Directive 1
In the DropBox post, rewrite the stretch from "I have on occasions" through "due to this.", substituting "machines" for "servers".
Directive 2
Answer these questions from the DropBox post:
(a) Up to how many SER instances does the writer sometimes run?
(b) About how many files does the writer's identified folder hold?
(c) How often must the writer pause all the servers?

DropBox "Conflicted Copy" Handling
Hi Sven, long-term power-user here, I was not sure which section to put this suggestion into, it would fit in either Platform identifier or SER, the solution could be applied to both.
I have on occasions up to 5 SER instances and 3 Platform Identifier instances running on multiple servers, I use DropBox to sync my files from server to server as they are processed. I know I am one of many that use this basic but highly effective set-up.
No matter how fast your servers, due to the latency of DropBox "Conflicted copies" are created at scale on files larger than 1mb (I guess dependant to your setup) and this can end up making a huge mess, as example, my identified folder has almost 6000 files due to this.
Request:
Platform Identifier Feature
Automated "hands-free" Dedupe and merge of conflicted files so:
on noticing conflicted files:
Example------------------------------------------------
sitelist_Article-AltoCMS-LiveStreet (swedishpowerhouse's conflicted copy 2018-06-04 (1)).txt
sitelist_Article-AltoCMS-LiveStreet (swedishpowerhouse's conflicted copy 2018-06-04 (2)).txt
sitelist_Article-AltoCMS-LiveStreet (swedishpowerhouse's conflicted copy 2018-06-04 (3)).txt
sitelist_Article-AltoCMS-LiveStreet (swedishpowerhouse's conflicted copy 2018-06-04 (4)).txt
sitelist_Article-AltoCMS-LiveStreet (swedishpowerhouse's conflicted copy 2018-06-04).txt
sitelist_Article-AltoCMS-LiveStreet (swedishpowerhouse's conflicted copy 2018-06-08 (1)).txt
sitelist_Article-AltoCMS-LiveStreet (swedishpowerhouse's conflicted copy 2018-06-08 (2)).txt
sitelist_Article-AltoCMS-LiveStreet (swedishpowerhouse's conflicted copy 2018-06-08 (3)).txt
sitelist_Article-AltoCMS-LiveStreet (swedishpowerhouse's conflicted copy 2018-06-08 (5)).txt
sitelist_Article-AltoCMS-LiveStreet (swedishpowerhouse's conflicted copy 2018-06-08).txt
sitelist_Article-AltoCMS-LiveStreet.txt
/Example-----------------------------------------------
All documents are automatically deduped, merged to original file:
sitelist_Article-AltoCMS-LiveStreet.txt
and then finally the now null conflicted copies deleted.
Request:
SER Feature
It makes no difference to me which program handles this process but I wanted to point out how botmasters HREFER handles dedupe. In HREFER you have the option to deduped the parsed files on launch.
Perhaps if SER did the simple dedupe/merge/delete as described in the platform identifier request on boot, this would sort the issue and help keep everyone's GSA directories streamlined.
Right now I have quick and dirty solutions via PI, but I still have to pause all my servers once a week to sort this else it kills dropbox.

Supplied material
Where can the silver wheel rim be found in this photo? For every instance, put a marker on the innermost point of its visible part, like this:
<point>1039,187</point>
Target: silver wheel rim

Solution 1
I have on occasions up to 5 SER instances and 3 Platform Identifier instances running on multiple machines, I use DropBox to sync my files from server to server as they are processed. I know I am one of many that use this basic but highly effective set-up.
No matter how fast your machines, due to the latency of DropBox "Conflicted copies" are created at scale on files larger than 1mb (I guess dependant to your setup) and this can end up making a huge mess, as example, my identified folder has almost 6000 files due to this.

Solution 2
(a) Up to 5.
(b) Almost 6000.
(c) Once a week.